Excerpted text:
Nasrat Parsa (, February 22, 1968 – May 8, 2005) was an Afghan singer. Up until his death, he continued his music in exile from Hamburg, Germany, occasionally touring other countries.

Personal life

Background
Nasrat Ali Parsa was born in a suburb of Kabul, Afghanistan. His family, especially his oldest brother Najibullah Parsa, was already involved in music to a certain extent and the environment of a musical household helped materialize Nasrat's artistic talents. According to Nasrat's personal account, he was first discovered after singing the songs of Ahmad Zahir on a national radio broadcast. After the singer heard the renditions of his songs by the 7 year old Nasrat, he got in touch with the child and invited him to sing with him. Thus was Nasrat's formal initiation into singing.

Emigration to India 
Due to Soviet occupation of Afghanistan and the ensuing disruptive guerrilla fighting, Nasrat Parsa and his family left Afghanistan in 1981 for Pakistan and subsequently to India. They took residence in the capital city of New Delhi, a popular destination for most war civilians. There, the 12-year-old Nasrat was said to delve into studying music to find comfort from the negative psychological effects of the war. He attended the school of music under the apprenticeship of classic Indian singer Daish Pandi. Although the classical music of Afghanistan and Indian classical music differ a bit in tone and rhythm, the training nonetheless gave Nasrat a foundation to prepare his voice and gave encouragement to the amateur to pursue his interest professionally. He also studied with Ustad Munawar Ali Khan, a leading authority in certain Indian music styles who taught him details of musical instruments and notes. It was these lessons that would prepare him for performing the ghazal that he later became known for in Europe.

Immigration to Germany
After a few transition years in India, Nasrat and his family immigrated to Germany. Establishing contact with other fellow countrymen in Hamburg, Nasrat became more involved in the music scene with the other exiled singers and musicians. There, he taught Waly Hedjasi, better known as VALY, a highly acclaimed musician.

From his initial involvements in private parties to the formal weddings where strong singing background is considered, Nasrat's name ranked high on the choice list. At this time, he started working on recording professional albums as well. His initial works met with moderate notability; however, they were commercially steady in success.

At weddings he was acclaimed for the warm welcoming of the bride and groom with his number Maa Destmal Aawordaim (ما دستمال آورديم ) (Gohar Album) which roughly translates as "we've brought our brother's bride." This album established Nasrat as a respected singer and also garnered him praise of critics. As a matter of fact, the monumentalizing of the bride and groom union following the entrance anthem of Ahesta Boro (آهسته برو) in weddings with the hit song of the Gohar Album is now a strong tradition of Afghan weddings.

His performances hereon became regular, and he often teamed with other singers to perform in various cities outside of Germany.

Death
On May 7, 2005, Nasrat Parsa performed a concert in Vancouver, Canada, on the occasion of Mother's Day, opening a comprehensive tour that was scheduled to include several cities in North America.

Requirement 1: Please repeat the part of the Nasrat Parsa biography that opens with the words containing "At weddings he" and closes with "of Afghan weddings.", substituting "Gohar record" for "Gohar Album".
Requirement 2:
Answer these questions from the Nasrat Parsa biography:
(a) In what year did Nasrat Parsa and his family leave Afghanistan?
(b) In which German city did he establish contact with fellow countrymen?
(c) In what city did he perform a concert on May 7, 2005?
The listing comes from a source other than the Nasrat Parsa biography.

Recorded information:

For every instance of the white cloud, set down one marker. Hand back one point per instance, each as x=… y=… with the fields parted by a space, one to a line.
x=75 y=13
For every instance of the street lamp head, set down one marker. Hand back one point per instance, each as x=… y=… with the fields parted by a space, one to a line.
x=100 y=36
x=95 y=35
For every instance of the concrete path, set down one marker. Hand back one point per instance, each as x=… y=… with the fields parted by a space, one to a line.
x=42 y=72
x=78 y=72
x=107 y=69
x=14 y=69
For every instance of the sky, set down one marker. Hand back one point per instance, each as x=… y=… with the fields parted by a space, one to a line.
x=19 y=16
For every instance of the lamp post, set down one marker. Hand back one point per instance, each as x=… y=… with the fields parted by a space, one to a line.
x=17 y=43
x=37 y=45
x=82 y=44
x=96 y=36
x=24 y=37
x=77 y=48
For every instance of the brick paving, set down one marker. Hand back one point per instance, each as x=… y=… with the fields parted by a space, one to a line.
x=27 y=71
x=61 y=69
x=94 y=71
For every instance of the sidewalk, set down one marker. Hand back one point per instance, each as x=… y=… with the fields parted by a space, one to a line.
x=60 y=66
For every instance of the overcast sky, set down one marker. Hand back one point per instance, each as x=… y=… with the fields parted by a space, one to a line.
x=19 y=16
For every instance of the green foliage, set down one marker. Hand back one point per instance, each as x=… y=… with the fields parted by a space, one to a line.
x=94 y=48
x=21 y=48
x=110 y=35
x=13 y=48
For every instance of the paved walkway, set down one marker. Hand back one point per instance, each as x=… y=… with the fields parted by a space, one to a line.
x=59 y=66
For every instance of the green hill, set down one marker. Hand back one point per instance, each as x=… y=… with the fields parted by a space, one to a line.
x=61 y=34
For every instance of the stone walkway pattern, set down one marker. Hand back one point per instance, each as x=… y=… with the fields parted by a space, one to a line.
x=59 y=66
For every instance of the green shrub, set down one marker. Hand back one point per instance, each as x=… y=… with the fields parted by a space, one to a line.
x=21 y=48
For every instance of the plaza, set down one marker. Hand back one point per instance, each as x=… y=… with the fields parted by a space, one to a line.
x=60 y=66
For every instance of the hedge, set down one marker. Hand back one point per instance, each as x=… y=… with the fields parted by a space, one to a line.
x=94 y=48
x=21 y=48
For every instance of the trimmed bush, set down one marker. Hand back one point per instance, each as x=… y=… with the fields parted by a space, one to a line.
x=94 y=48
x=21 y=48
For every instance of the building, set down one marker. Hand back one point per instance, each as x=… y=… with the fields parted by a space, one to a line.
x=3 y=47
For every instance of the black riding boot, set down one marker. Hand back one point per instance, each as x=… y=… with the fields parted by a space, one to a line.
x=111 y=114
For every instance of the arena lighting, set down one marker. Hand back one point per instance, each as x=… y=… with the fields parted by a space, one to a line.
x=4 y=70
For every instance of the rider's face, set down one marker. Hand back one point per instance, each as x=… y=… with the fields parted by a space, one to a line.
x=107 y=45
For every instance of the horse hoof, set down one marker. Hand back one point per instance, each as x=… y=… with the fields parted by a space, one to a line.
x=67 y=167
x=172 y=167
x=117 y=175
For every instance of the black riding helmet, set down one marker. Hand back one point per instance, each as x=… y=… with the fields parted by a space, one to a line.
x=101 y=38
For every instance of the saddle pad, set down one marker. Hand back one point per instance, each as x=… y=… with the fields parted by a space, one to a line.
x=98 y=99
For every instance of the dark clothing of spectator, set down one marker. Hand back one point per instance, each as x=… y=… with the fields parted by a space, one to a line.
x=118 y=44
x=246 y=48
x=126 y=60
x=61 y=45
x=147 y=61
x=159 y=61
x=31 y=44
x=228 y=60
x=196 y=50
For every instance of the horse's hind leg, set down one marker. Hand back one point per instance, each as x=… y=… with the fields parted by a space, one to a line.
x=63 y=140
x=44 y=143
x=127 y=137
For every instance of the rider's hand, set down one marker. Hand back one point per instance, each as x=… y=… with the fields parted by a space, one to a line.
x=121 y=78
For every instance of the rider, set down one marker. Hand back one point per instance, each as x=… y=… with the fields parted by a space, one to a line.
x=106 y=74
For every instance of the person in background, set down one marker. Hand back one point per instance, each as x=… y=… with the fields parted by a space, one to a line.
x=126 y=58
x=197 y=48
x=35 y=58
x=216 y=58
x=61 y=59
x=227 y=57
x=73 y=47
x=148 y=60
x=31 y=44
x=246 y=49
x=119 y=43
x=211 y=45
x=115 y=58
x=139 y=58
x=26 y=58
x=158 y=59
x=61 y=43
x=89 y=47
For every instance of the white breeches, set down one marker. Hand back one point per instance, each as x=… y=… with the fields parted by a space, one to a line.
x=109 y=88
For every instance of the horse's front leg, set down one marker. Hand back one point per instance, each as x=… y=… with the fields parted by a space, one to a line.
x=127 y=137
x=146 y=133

Correct output 1:
At weddings he was acclaimed for the warm welcoming of the bride and groom with his number Maa Destmal Aawordaim (ما دستمال آورديم ) (Gohar record) which roughly translates as "we've brought our brother's bride." This album established Nasrat as a respected singer and also garnered him praise of critics. As a matter of fact, the monumentalizing of the bride and groom union following the entrance anthem of Ahesta Boro (آهسته برو) in weddings with the hit song of the Gohar record is now a strong tradition of Afghan weddings.

Correct output 2:
(a) 1981
(b) Hamburg
(c) Vancouver, Canada